Your goal: Which lines in the records below contain the string "sticky"? Collect every such line in full, treating uppercase and lowercase as different.

Entries provided:
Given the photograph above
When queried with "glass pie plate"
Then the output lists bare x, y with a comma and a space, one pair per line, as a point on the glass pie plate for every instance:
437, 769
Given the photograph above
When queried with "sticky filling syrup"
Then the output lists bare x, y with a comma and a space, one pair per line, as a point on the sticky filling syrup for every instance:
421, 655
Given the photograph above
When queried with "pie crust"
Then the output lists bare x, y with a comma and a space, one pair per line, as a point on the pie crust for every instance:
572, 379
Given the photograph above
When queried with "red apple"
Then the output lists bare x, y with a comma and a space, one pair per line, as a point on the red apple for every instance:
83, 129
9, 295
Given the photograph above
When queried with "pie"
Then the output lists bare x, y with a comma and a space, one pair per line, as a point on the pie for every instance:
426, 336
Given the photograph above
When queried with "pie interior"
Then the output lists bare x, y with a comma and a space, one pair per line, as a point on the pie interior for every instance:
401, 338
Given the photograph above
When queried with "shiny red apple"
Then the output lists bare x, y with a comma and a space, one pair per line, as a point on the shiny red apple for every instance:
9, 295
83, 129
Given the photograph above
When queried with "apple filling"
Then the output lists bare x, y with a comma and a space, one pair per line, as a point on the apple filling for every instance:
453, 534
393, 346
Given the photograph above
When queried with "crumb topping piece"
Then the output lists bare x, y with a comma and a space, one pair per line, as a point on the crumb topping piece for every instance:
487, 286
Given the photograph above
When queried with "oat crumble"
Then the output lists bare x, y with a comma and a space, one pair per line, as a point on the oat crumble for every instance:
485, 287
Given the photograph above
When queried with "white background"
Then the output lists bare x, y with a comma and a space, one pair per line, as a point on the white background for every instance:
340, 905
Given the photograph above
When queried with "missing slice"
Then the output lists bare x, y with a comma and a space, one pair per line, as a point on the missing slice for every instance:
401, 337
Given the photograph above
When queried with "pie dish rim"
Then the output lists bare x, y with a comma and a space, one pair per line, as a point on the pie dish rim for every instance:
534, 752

Completed task:
When queried with "sticky filling syrup"
Then the output lists bare x, y with a comma and a space, one pair per line, as a point on the sticky filling syrup for every instance:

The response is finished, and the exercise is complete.